> **EXERCISE**: Show every line below that contains the string "water". Case counts.

>>>>

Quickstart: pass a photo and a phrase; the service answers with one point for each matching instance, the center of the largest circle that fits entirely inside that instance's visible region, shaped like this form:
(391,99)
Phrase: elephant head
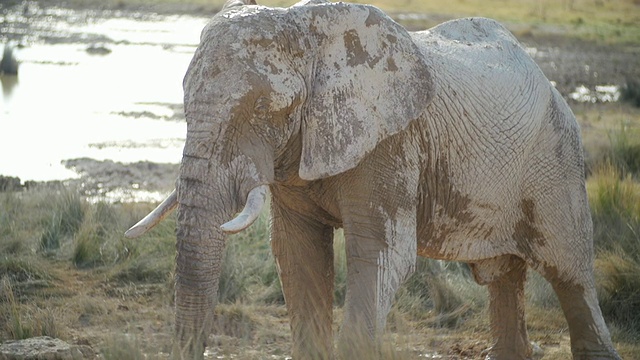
(278,95)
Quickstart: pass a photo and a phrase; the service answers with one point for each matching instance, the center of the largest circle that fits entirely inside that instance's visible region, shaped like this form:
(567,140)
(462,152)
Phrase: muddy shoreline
(567,62)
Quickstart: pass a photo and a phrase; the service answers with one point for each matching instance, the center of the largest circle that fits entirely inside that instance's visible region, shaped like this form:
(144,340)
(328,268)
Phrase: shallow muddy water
(95,87)
(107,86)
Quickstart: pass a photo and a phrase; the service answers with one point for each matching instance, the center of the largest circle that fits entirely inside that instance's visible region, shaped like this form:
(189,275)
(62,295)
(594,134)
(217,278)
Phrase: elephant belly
(466,236)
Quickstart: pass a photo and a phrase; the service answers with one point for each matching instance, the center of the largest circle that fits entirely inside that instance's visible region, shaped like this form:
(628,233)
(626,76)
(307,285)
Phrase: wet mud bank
(103,34)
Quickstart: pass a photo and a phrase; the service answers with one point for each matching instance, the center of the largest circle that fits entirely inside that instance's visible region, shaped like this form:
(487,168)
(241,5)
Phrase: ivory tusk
(251,211)
(154,217)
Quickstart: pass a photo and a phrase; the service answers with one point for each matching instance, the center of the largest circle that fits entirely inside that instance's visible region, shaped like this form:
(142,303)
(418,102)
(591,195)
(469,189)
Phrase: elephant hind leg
(564,256)
(505,277)
(590,337)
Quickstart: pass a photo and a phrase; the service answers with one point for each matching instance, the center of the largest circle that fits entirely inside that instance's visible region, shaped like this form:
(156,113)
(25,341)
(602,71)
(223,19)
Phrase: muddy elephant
(447,143)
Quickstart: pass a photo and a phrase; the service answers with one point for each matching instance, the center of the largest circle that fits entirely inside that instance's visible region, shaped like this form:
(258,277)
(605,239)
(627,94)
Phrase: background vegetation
(66,271)
(603,21)
(65,268)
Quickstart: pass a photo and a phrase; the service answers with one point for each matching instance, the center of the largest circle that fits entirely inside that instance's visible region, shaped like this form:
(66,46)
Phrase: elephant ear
(370,82)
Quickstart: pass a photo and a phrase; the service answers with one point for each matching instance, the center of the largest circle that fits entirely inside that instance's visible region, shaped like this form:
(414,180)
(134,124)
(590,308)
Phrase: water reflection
(124,105)
(8,83)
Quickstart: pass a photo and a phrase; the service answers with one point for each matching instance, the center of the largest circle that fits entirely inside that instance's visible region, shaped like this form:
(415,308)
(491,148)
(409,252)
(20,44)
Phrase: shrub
(625,150)
(68,211)
(618,279)
(631,92)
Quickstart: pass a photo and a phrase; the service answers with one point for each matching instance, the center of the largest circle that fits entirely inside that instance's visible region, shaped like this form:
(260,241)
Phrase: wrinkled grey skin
(447,143)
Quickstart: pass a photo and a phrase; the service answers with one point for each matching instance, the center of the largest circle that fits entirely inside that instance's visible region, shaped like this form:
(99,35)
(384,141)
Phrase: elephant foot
(606,354)
(535,352)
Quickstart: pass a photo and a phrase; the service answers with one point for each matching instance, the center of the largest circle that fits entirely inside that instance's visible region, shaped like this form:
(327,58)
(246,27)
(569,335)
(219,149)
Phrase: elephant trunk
(200,247)
(201,234)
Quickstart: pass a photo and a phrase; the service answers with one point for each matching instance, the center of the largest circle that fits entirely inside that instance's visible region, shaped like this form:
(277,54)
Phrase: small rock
(8,64)
(43,347)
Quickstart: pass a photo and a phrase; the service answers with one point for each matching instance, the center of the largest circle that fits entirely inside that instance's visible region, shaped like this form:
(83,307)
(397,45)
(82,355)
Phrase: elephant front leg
(303,249)
(381,253)
(505,277)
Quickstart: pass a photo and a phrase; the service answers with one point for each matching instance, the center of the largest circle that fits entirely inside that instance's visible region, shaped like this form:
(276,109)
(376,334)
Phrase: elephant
(447,143)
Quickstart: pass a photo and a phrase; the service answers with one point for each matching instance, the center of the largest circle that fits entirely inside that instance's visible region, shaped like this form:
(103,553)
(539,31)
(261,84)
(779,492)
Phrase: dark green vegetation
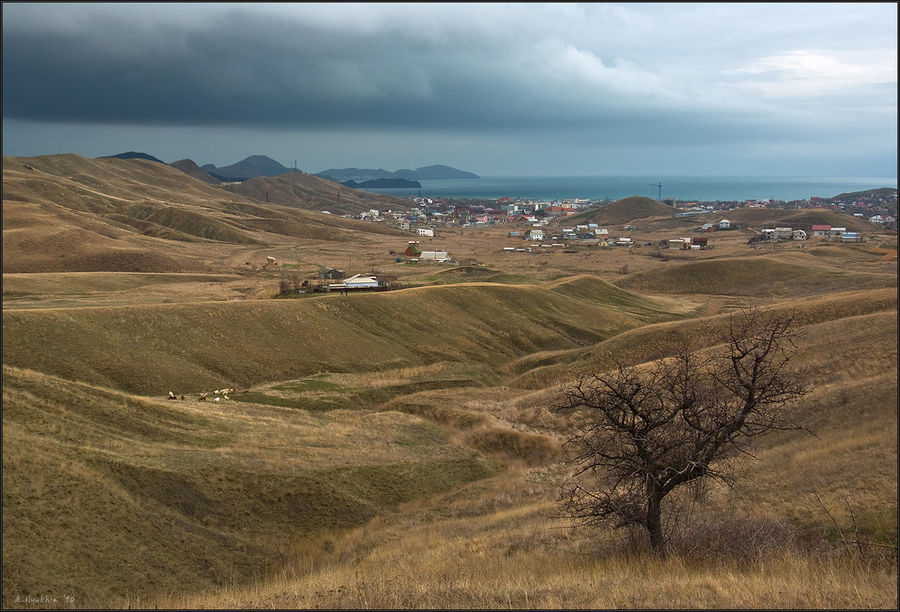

<<<<

> **FINAL RESULT**:
Phrase: shallow muddy water
Phrase: water reflection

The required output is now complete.